#### Written task
Edit the data below so that "its own line" becomes "a separate line" everywhere, and leave every other part unchanged. Omit the pictures from your version.

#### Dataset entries
────────────────

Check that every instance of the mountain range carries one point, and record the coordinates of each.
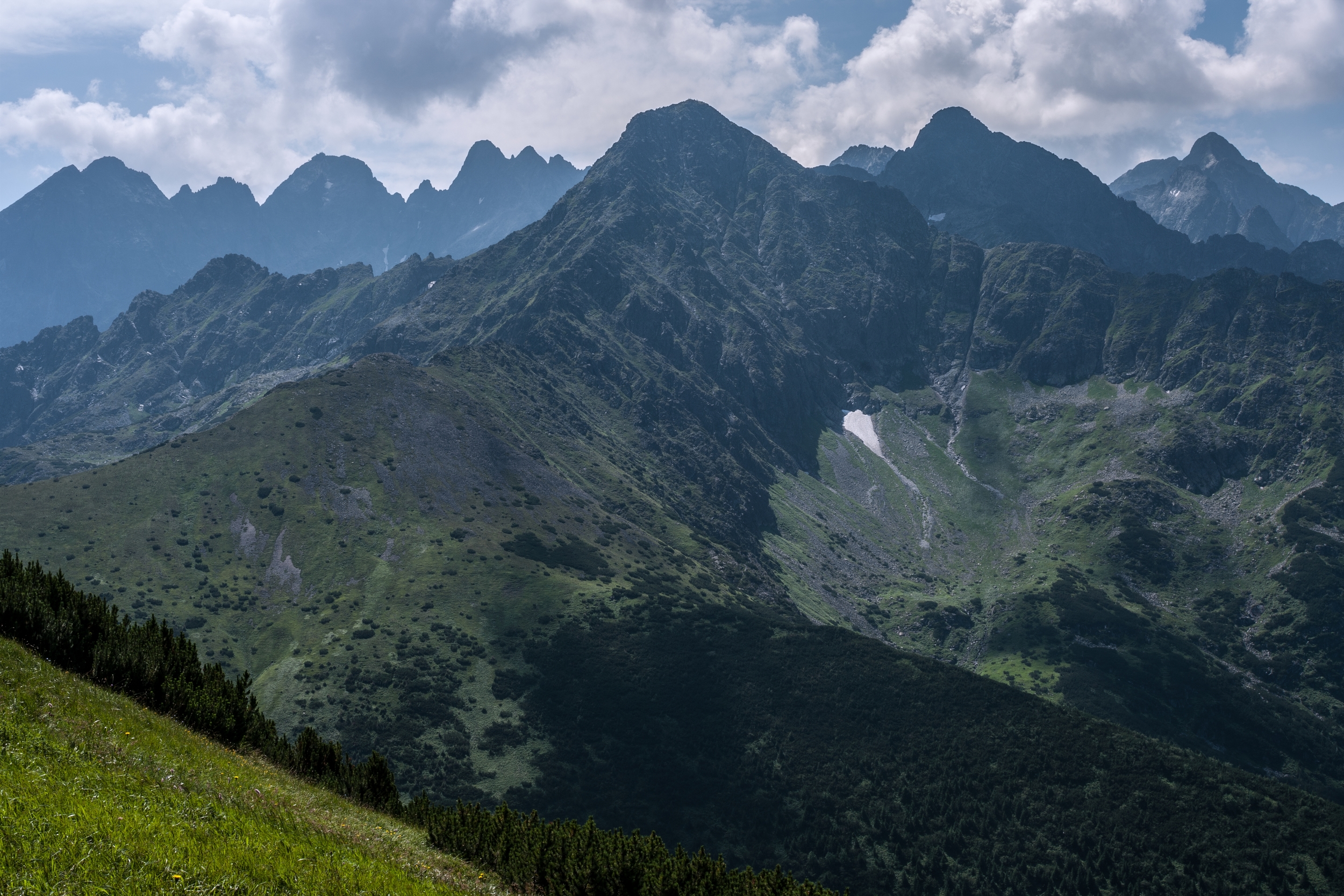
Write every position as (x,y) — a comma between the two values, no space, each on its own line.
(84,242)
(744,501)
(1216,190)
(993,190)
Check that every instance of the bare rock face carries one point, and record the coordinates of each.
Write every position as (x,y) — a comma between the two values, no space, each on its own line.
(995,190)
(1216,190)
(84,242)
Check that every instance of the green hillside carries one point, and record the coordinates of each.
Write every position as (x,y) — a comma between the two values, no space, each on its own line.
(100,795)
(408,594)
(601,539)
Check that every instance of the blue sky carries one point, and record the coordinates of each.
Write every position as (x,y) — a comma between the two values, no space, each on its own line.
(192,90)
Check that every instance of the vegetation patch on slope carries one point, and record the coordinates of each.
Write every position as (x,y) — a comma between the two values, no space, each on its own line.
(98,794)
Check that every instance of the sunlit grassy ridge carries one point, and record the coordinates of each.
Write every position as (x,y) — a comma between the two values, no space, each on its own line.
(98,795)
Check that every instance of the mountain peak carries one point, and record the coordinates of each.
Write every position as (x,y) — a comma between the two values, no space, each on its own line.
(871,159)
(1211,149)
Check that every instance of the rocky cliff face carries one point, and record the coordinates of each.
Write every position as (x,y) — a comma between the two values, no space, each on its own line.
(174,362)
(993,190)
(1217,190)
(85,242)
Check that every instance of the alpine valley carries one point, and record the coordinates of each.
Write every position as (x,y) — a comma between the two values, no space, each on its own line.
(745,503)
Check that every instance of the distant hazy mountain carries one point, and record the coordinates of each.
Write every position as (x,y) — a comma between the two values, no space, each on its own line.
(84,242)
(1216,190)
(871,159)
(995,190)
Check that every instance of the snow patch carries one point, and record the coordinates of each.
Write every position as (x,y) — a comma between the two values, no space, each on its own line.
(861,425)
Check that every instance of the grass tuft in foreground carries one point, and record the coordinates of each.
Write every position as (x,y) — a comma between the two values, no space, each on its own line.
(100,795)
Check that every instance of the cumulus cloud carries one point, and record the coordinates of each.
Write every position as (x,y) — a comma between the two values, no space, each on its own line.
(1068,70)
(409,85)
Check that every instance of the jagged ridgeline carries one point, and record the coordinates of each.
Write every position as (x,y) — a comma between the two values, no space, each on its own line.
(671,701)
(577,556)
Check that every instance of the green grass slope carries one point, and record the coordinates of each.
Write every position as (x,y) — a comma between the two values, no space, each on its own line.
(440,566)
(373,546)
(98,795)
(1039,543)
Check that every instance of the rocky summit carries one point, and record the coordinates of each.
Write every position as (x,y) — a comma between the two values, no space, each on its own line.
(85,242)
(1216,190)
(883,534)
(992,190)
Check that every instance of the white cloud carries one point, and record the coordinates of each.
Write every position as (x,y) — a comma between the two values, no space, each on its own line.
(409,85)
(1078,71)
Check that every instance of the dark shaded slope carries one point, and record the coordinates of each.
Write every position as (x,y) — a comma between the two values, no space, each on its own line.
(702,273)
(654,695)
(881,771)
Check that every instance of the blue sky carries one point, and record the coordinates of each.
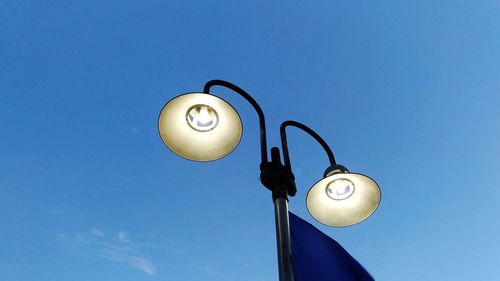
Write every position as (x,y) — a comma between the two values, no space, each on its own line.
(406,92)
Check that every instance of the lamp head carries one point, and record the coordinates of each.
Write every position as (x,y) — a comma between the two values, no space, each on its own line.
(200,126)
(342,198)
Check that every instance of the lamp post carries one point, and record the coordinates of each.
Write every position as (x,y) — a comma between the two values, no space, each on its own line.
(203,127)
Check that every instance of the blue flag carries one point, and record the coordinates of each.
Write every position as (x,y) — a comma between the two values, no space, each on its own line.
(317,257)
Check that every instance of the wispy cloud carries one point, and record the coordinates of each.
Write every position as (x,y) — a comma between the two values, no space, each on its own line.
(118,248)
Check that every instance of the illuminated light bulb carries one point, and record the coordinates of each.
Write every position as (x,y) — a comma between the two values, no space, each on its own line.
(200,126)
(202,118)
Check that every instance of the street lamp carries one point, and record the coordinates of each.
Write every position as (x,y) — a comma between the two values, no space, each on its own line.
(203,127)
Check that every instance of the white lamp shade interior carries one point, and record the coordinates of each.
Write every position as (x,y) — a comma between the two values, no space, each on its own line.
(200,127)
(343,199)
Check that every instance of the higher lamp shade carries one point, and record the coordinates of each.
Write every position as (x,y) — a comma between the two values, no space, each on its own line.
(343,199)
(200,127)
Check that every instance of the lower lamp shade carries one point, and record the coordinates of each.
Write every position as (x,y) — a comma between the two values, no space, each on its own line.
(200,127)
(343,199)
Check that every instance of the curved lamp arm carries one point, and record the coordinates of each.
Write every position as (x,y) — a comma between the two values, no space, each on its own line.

────────────────

#### Full answer
Check that every instance of the mountain range carries one point, and record the coordinates of each.
Write every position as (x,y) — a comma between the two values, no space, each on a separate line.
(84,242)
(744,501)
(1216,190)
(993,190)
Check that every instance of the bare rock face carries one point, and record the coordinates of each.
Write every position as (x,y) — a comma between the two values, no space, each on a separate line.
(995,190)
(1216,190)
(84,242)
Check that every instance of the green hillside carries one point, and record the coordinates of each.
Write every position as (x,y) — a comma between the two values, no space, each on a separate line.
(100,795)
(408,594)
(601,539)
Check that every instance of the blue sky carries one point, and record the coordinates of each.
Write every position as (x,y) — a comma between the two values, no space, each on a separate line.
(192,90)
Check that every instance of the vegetation patch on slope carries one point, and record the coordinates of each.
Write every position as (x,y) — a comma between the two values, no space, each on a separate line.
(98,794)
Check that every instance of the sunlit grassy ridge carries one point, and record the coordinates of each.
Write every position as (x,y) — a comma between the two values, no space, each on a separate line.
(98,795)
Check that every instance of the mountain peak carries one point, and record the coordinates of each.
Write every position as (x,y) — a comma between the two values, no space, each on a separate line.
(871,159)
(1211,149)
Check that every instance of the rocky cliff face carries one point, and record the coordinates of each.
Write every position as (x,y) — a comma between the two values, no space, each on a separate line.
(174,362)
(993,190)
(1217,190)
(85,242)
Check that every instance of the alpine valley carries one point, and record the coordinates of each.
Write every position as (x,y) — a comma between the two values, no space, each on a separate line.
(745,503)
Check that every instance of the distant hazy mountain carries one point, and record the coordinates of each.
Write every position as (x,y) — a comma between the two values, no space, each on a separate line.
(84,242)
(1216,190)
(871,159)
(995,190)
Check that every instance of the snow patch carries one point, and record the coordinates of each.
Write every position as (x,y) — a comma between the two values, no space, each on a separate line.
(861,425)
Check that every instance of the grass tuft in foreground carries one point, and record the coordinates of each.
Write every position as (x,y) — a comma between the two values, no space, each on a separate line.
(100,795)
Check that every instance of the cumulus cloud carries one point, and record the coordinates of each.
Write every position as (x,y) — a comma between the two values, no space, each on a separate line.
(1068,70)
(409,85)
Check that every instance of the jagged ridgeline carries one point, and record the coordinates of each.
Write every position as (x,y) — a comma between the two values, no space, each on a separate line.
(671,701)
(577,556)
Check that every instance of the green grass slope carries one point, and record the coordinates of each.
Write every position as (x,y) — a comma between the two values, no space, each on a separate line.
(440,566)
(373,546)
(98,795)
(1039,543)
Check that every instance of the rocky summit carries one point, and record the coordinates of each.
Write every position as (x,y) — a comma between the two values, no space, each on a separate line.
(85,242)
(1216,190)
(883,534)
(992,190)
Check that every instance of the white cloud carries one point, and record the coordinates of each.
Write every position as (x,y) — a comma between the two values, no space, each on a separate line.
(409,85)
(1078,71)
Check that every instance of the dark shaded slope carries one point, and record the coordinates of each.
Write every position as (x,y) — a comma between the two values, no space, each on a separate line.
(702,273)
(654,695)
(881,771)
Check that every instance of the blue sky carries one point, and record the coordinates of each.
Write every position as (x,y) — a comma between the two values, no space, each on a separate line.
(406,92)
Check that every instance of the lamp head carries one point, and record the coordinates of each.
Write every position as (x,y) — a comma between the two values, no space, each on a separate line.
(200,126)
(342,198)
Check that every instance of the lamp post carries one point, and record the coordinates of each.
Write every position as (x,y) — a comma between the two values, no space, each on a separate line.
(203,127)
Check that every instance of the blue flag carries one point, and record the coordinates of each.
Write every position as (x,y) — a comma between the two values, no space, each on a separate line.
(317,257)
Check that every instance of the wispy cloud carries one point, and record the coordinates of each.
Write every position as (x,y) — a comma between the two values, no space, each on a separate line.
(118,248)
Check that every instance of the illuminated light bulb carries one point, and record the coordinates of each.
Write every position as (x,y) — a comma between the two values, no space, each on a separate line.
(200,126)
(202,118)
Check that every instance of the street lamp carries one point, and record the coordinates of each.
Write every position as (x,y) — a comma between the two values, no space, each on a separate line.
(203,127)
Check that every instance of the white lamp shade interior carries one point, and record the coordinates of each.
Write every position as (x,y) — a comma between the two values, no space, each on a separate line.
(200,127)
(343,199)
Check that every instance of the higher lamp shade carries one point, and record the coordinates of each.
Write every position as (x,y) — a comma between the two values, no space, each on a separate line.
(343,199)
(200,127)
Check that every instance of the lower lamp shade carries one point, and record the coordinates of each.
Write every position as (x,y) — a comma between the two values, no space, each on a separate line.
(200,127)
(343,199)
Check that every instance of the curved lamp arm carries one point, and record the coordinates of each.
Write every position as (x,y) — a comma between the two values, no space, each on a separate line.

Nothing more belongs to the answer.